TASK ITEM: The line containing "positive clicks: (160, 194)" marks the end: output every line of the data up to it, and that line too, exactly as written.

PROVIDED MATERIAL:

--------------------------------

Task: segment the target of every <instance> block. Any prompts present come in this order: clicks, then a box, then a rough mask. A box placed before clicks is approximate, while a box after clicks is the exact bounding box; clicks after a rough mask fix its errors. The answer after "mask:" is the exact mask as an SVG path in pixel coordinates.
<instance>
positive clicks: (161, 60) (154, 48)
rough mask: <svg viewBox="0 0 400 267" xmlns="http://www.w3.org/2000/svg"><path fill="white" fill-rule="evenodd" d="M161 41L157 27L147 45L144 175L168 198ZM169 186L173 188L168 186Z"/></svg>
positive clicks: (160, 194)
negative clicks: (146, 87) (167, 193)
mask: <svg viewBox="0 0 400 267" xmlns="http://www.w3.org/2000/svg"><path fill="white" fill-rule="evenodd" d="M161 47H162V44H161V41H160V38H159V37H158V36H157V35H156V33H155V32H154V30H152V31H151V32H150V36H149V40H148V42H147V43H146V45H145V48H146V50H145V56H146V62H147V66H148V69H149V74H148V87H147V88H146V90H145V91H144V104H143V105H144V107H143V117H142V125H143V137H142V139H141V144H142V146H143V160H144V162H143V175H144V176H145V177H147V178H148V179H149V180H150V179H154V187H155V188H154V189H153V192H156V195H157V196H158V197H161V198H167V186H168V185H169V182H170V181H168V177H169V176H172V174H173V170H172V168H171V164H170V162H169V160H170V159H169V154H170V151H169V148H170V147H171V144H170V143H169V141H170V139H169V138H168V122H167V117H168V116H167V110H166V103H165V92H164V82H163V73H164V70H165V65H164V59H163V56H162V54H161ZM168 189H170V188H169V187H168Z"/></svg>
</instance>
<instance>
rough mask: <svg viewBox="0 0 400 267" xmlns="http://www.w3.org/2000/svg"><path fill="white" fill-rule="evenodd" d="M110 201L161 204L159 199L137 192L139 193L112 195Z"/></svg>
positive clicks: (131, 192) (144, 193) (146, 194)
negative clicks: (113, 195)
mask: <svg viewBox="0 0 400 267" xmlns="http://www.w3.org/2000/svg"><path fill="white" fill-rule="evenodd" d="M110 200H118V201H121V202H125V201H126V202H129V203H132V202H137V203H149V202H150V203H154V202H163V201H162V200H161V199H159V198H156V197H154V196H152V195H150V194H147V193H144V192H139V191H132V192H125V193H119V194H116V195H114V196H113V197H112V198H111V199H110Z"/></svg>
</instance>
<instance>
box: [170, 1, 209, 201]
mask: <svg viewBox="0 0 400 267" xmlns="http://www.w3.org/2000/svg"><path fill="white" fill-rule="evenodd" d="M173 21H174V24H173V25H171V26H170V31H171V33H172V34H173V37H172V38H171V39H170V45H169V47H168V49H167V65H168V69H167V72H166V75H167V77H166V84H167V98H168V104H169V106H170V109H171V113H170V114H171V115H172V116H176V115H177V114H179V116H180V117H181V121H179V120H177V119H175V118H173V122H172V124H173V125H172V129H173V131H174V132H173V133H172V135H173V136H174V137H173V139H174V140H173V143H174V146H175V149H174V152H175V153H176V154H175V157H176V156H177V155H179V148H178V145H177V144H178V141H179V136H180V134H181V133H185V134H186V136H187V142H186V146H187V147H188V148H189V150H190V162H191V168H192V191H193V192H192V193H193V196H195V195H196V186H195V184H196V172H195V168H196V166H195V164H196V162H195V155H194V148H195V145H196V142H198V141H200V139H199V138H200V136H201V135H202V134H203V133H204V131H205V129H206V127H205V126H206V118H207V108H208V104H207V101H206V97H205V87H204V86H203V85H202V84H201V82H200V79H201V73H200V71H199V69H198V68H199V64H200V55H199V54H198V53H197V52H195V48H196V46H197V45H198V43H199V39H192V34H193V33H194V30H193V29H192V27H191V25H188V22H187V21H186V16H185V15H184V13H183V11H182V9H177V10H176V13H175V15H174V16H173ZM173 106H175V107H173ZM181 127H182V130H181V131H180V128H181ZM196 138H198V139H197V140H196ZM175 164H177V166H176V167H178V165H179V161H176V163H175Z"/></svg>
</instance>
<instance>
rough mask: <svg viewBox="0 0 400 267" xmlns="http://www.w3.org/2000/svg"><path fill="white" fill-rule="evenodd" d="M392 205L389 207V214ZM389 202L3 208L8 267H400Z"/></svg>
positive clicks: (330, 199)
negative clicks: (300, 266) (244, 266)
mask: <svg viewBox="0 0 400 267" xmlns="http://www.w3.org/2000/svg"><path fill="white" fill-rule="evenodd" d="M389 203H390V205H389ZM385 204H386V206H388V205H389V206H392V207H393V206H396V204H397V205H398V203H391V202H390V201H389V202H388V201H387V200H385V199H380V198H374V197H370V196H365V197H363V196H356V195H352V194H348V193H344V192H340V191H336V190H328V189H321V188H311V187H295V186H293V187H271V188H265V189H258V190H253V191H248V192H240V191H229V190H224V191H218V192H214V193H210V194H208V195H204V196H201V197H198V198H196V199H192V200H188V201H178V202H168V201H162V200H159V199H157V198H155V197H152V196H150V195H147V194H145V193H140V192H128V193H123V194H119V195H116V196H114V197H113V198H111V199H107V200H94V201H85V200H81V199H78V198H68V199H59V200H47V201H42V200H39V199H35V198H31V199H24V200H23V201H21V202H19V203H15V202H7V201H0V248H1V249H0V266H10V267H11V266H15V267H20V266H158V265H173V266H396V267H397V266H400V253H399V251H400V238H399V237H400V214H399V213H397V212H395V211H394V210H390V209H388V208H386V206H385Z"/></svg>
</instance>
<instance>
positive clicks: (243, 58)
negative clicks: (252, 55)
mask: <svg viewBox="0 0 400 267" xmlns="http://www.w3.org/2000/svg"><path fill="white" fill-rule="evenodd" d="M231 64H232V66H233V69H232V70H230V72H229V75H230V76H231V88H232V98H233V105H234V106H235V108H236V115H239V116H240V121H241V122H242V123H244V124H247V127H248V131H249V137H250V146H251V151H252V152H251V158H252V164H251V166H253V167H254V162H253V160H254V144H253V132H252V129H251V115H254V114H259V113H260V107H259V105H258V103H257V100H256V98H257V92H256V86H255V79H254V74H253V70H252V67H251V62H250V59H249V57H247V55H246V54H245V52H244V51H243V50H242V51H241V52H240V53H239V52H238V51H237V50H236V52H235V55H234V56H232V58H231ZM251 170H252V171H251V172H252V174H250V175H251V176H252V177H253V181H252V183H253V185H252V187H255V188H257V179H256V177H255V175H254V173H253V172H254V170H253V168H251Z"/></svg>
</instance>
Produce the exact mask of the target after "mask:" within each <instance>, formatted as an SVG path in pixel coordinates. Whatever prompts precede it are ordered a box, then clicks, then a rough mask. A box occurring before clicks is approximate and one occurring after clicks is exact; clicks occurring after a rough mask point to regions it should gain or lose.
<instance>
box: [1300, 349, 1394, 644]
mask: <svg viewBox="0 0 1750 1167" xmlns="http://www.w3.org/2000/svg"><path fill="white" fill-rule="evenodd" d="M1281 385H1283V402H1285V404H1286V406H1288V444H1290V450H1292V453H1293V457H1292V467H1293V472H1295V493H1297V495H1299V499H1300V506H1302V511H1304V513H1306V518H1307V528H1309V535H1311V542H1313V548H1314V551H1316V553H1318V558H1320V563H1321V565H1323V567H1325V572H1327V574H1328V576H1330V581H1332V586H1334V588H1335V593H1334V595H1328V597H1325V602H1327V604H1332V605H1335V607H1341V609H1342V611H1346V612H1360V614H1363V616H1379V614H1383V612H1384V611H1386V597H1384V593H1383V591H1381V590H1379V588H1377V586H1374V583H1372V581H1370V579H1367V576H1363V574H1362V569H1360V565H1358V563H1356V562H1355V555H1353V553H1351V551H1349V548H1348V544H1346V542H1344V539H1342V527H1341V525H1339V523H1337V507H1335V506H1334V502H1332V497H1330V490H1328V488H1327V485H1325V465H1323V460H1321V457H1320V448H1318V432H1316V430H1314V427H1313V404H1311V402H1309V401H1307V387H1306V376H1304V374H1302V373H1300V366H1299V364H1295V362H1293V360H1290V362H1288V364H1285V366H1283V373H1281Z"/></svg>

--------------------------------

YOUR SOLUTION:
Task: segment the target of every <instance> block. Any prompts present come in this order: clicks, then a box, then a rough mask. A box placed before clicks is approximate, while a box after clicks is the exact bounding box; clicks after a rough mask fix its errors. The answer after "mask:" is the exact mask as an SVG path in pixel coordinates.
<instance>
positive clicks: (161, 60) (154, 48)
rough mask: <svg viewBox="0 0 400 267" xmlns="http://www.w3.org/2000/svg"><path fill="white" fill-rule="evenodd" d="M161 41L157 27L147 45L144 175L168 198ZM169 186L173 188L168 186Z"/></svg>
positive clicks: (160, 194)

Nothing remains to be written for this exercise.